Records for the task:

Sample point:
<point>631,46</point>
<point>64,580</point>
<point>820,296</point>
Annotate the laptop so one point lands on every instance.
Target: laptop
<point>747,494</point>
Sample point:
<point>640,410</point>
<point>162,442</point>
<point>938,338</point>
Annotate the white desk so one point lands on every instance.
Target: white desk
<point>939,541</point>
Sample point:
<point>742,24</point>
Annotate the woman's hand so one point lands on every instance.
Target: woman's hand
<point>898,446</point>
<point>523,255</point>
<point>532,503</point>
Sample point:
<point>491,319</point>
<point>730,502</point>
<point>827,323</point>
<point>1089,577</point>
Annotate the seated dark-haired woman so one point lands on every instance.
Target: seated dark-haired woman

Task description:
Rewrite every line of the records above as a JSON list of strings, one string per line, and leave out any blank lines.

Exercise answer:
[
  "Sample point:",
  "<point>631,46</point>",
  "<point>64,580</point>",
  "<point>820,296</point>",
  "Annotate the laptop so one point lands on every instance.",
  "Target: laptop",
  "<point>747,494</point>",
  "Sample point:",
  "<point>640,410</point>",
  "<point>162,442</point>",
  "<point>938,338</point>",
  "Annotate the white desk so one point lands on every instance.",
  "Target: white desk",
  "<point>939,541</point>",
  "Sample point:",
  "<point>742,24</point>",
  "Annotate the woman's hand so one point lands on every instance.",
  "Target: woman's hand",
  "<point>898,446</point>",
  "<point>523,255</point>",
  "<point>532,503</point>",
  "Sample point:",
  "<point>491,319</point>",
  "<point>730,502</point>",
  "<point>827,323</point>",
  "<point>1089,577</point>",
  "Annotate the seated dark-haired woman so one point lands on every instance.",
  "Target: seated dark-haired woman"
]